Friday, December 24, 2010

Christmas time has come again...

So Christmas time has come again...So many things have happened in one year, it's pretty overwhelming.

A lot of places visited, old and new, a lot of people met, old and young :P, a lot of thinking, same old same old...

A lot of this due to or related with the loss of my beloved sister.Of course not a day goes by without a thought towards her, but I do want to give her an EVEN MORE special thought today (and share it with you all), as it's Christmas Eve.Also a special thought full of TLC for all the faraway friends who are always close to my heart, despite being geographically far.A very Merry Xmas to you all!!


Friday, November 26, 2010

As customary...

Yes yes, as usual for me before any form of departure, I am heavily procrastinating.

Usually this is the moment I start a stamp collection, gathering all of the envelopes lying around my room (quite a few in general) and steaming them off etc etc.

Now whilst I was in Switzerland I only got one letter, so I can hardly use this as an excuse, however, it very conveniently snowed last night, allowing me to build a snowman instead.
Flying off to Sweden in a few hours to see some friends, yay! :o)

Ah yes, and just for the fun of it, this is the pic of (most of) the wool I bought here.3 cheers for compulsive buying :o)

Monday, November 22, 2010

Switzerland..

For the no doubt many of you who don't follow all of my mouvements, I have been in Zürich, Switzerland for the last couple of weeks, and leaving again Friday.

I have come here a few times before, since one of my oldest friends lives in this country. However, it's the first time I've spent such a long time here in one go.

There are quite a few things to be said about Switzerland, yet I will not expand on it here, since I quite like to keep my opinions to myself unless under 4 eyes or not too many more, and so I'll just let the pictures speak for themselves..

Zürich town sometimes and somewhat reminds me of Helsinki...Central Zürich


Handcarved skateboards from Nepal. Yeah.

GOAL =>
Reproduce the blog text from "As customary..." to "compulsive buying :o)", word for word.

RECORD EXTRACTS =>
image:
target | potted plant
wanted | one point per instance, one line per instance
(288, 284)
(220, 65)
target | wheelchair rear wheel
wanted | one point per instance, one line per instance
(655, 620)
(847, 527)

WORKED SOLUTION =>
As customary...

Yes yes, as usual for me before any form of departure, I am heavily procrastinating.

Usually this is the moment I start a stamp collection, gathering all of the envelopes lying around my room (quite a few in general) and steaming them off etc etc.

Now whilst I was in Switzerland I only got one letter, so I can hardly use this as an excuse, however, it very conveniently snowed last night, allowing me to build a snowman instead.
Flying off to Sweden in a few hours to see some friends, yay! :o)

Ah yes, and just for the fun of it, this is the pic of (most of) the wool I bought here.3 cheers for compulsive buying :o)